• **Brief**
The whole of the data is to be duplicated precisely.

(Saved entries)
******

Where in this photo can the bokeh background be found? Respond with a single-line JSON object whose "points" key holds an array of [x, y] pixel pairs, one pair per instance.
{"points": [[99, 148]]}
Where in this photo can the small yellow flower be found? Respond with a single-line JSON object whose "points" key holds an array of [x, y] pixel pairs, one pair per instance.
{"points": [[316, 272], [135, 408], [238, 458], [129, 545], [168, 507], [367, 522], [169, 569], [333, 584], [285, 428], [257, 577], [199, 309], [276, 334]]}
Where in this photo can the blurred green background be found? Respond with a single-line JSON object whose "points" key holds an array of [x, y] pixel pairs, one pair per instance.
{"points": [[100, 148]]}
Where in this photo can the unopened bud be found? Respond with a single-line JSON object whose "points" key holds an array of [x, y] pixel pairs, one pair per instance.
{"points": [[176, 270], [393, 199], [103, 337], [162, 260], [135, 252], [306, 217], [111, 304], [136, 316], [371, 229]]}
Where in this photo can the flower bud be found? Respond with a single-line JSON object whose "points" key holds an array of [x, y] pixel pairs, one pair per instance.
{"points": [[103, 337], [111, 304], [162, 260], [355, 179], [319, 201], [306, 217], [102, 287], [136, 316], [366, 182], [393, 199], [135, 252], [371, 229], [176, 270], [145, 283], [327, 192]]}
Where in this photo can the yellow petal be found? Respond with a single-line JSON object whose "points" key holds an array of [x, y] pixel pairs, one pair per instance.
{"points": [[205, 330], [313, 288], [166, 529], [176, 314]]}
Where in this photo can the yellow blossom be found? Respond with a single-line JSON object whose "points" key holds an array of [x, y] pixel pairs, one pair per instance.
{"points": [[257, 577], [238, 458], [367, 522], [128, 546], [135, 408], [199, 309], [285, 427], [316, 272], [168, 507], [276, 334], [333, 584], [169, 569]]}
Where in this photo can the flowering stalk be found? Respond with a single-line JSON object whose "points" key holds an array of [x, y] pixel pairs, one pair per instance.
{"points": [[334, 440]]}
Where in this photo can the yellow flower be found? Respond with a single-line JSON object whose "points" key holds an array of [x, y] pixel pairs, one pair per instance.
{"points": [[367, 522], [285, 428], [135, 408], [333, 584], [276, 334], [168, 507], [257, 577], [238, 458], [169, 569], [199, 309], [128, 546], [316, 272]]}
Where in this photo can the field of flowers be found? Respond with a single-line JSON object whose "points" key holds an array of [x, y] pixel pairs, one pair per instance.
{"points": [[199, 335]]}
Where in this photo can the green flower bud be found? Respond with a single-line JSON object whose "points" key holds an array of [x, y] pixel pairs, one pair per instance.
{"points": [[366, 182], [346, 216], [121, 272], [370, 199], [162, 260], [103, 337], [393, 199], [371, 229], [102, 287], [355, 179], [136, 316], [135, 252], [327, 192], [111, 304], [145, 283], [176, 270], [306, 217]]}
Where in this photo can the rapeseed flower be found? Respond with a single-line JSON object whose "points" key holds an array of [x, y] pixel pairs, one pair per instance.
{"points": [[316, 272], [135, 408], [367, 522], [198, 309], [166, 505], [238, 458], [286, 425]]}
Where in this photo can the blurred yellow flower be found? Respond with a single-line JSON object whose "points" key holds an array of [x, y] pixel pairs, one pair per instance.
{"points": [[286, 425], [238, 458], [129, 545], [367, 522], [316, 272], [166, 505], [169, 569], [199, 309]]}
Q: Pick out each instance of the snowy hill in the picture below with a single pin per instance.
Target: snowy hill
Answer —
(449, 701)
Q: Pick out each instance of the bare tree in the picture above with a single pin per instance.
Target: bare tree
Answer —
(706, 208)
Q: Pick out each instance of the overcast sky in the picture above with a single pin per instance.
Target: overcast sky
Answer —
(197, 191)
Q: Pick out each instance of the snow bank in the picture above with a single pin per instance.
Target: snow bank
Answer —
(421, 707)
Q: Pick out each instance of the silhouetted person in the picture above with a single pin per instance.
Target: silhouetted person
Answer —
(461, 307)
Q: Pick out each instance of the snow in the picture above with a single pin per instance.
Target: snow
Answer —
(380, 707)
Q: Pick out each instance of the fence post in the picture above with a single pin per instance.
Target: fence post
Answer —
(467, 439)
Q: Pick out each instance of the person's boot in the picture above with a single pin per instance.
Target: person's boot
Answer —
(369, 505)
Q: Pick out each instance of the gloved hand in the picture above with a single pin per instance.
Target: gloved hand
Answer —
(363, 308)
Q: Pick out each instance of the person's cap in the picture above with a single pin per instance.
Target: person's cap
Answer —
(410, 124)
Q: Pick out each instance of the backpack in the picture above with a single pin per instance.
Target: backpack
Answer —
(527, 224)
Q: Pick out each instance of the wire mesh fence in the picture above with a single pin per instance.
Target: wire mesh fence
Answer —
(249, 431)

******

• **Response area**
Where in this photo can the bokeh background be found? Respond with a single-line JSON object whose "points" key holds an array of [x, y] pixel pairs, one pair per instance.
{"points": [[99, 148]]}
Where in this photo can the small yellow flower be found? Respond with a single-line JSON object whose "points" key holds an array of [x, y] pixel pairs, one pair per instance.
{"points": [[316, 272], [135, 408], [238, 458], [129, 545], [168, 507], [367, 522], [169, 569], [333, 584], [285, 428], [257, 577], [199, 309], [276, 334]]}
Where in this photo can the blurred green background be found? Respond with a single-line JSON object whose "points" key holds an array of [x, y] pixel pairs, one pair per instance.
{"points": [[100, 148]]}
Where in this photo can the unopened bud be found? Respond with a single-line JSON object whose "points" key holds an array of [x, y] pixel pairs, one pair per instance.
{"points": [[176, 270], [393, 199], [103, 337], [162, 260], [135, 252], [306, 217], [111, 304], [136, 316], [371, 229]]}
Where in this photo can the flower bud be found? Respond with a single-line JSON object whose "points" key holds an array of [x, y] pixel pairs, one pair per instance.
{"points": [[103, 337], [111, 304], [162, 260], [355, 179], [319, 201], [306, 217], [102, 287], [136, 316], [366, 182], [393, 199], [135, 252], [371, 229], [176, 270], [145, 283], [327, 192]]}
Where in this photo can the yellow petal be found? Respond with a single-line JSON object whose "points" key holds an array of [x, y] pixel pairs, one pair per instance.
{"points": [[205, 330], [313, 288], [166, 529], [176, 314]]}
Where in this photo can the yellow blossom be found? Respond with a single-line JSON object whose "points" key holds an array of [x, y] pixel pairs, one pair per instance.
{"points": [[257, 577], [238, 458], [367, 522], [128, 546], [135, 408], [199, 309], [285, 427], [316, 272], [168, 507], [276, 334], [333, 584], [169, 569]]}
Where in this photo can the flowering stalk be found? Respond with a single-line JSON object whose "points" key holds an array of [x, y] pixel pairs, one pair per instance.
{"points": [[334, 440]]}
Where in this photo can the yellow flower be found? Respond with a single-line JSON object whose "points" key holds an array of [x, y] pixel pairs, one pair per instance.
{"points": [[367, 522], [285, 428], [135, 408], [333, 584], [276, 334], [168, 507], [257, 577], [238, 458], [169, 569], [199, 309], [128, 546], [316, 272]]}
Where in this photo can the field of flowers be found? Respond with a single-line JSON object whose "points" key holds an array of [x, y] pixel pairs, one pair per instance.
{"points": [[199, 335]]}
Where in this photo can the green flower bud be found? Respond with a single-line JSON object whose "points" key holds an array of [x, y] pixel pairs, one pair per instance.
{"points": [[366, 182], [346, 216], [121, 272], [370, 199], [162, 260], [103, 337], [393, 199], [371, 229], [102, 287], [355, 179], [136, 316], [135, 252], [327, 192], [111, 304], [145, 283], [176, 270], [306, 217]]}
Where in this photo can the rapeseed flower be found? Respond with a single-line JSON object whose "points" key holds an array of [x, y] pixel pairs, one pair per instance.
{"points": [[316, 272], [135, 408], [367, 522], [198, 309], [166, 505], [238, 458], [286, 425]]}
Where in this photo can the blurred yellow flower be found? Respond with a single-line JSON object whose "points" key holds an array of [x, y] pixel pairs, one pair per instance.
{"points": [[286, 425], [238, 458], [129, 545], [367, 522], [316, 272], [166, 505], [169, 569], [199, 309]]}
Q: Pick out each instance of the snowy hill in the picture below with a single pin per instance.
Target: snowy hill
Answer —
(449, 701)
Q: Pick out each instance of the bare tree in the picture above with a single pin per instance.
Target: bare tree
Answer —
(706, 208)
Q: Pick out each instance of the overcast sky in the picture above with a single pin per instance.
Target: overcast sky
Answer —
(197, 191)
Q: Pick out each instance of the snow bank in the picture above with a single pin per instance.
Target: snow bank
Answer —
(421, 707)
Q: Pick out each instance of the silhouetted person in the picture above with a single pin per instance.
Target: silhouetted person
Answer —
(461, 307)
Q: Pick out each instance of the snow in the picture above with a single pin per instance.
Target: snow
Answer —
(380, 707)
Q: Pick out each instance of the fence post in the picture above with a single pin per instance.
Target: fence post
Answer —
(467, 439)
Q: Pick out each instance of the person's boot in the picture above with a single pin per instance.
Target: person's boot
Answer —
(369, 505)
Q: Pick out each instance of the gloved hand in the picture above with a single pin per instance.
Target: gloved hand
Answer —
(363, 308)
Q: Pick out each instance of the person's cap in the picture above with a single pin per instance.
Target: person's cap
Answer —
(410, 124)
Q: Pick out each instance of the backpack in the picture above with a single pin per instance.
Target: backpack
Answer —
(527, 224)
Q: Pick out each instance of the wire mesh fence in the picture above with a single pin per instance.
Target: wire mesh fence
Answer —
(249, 431)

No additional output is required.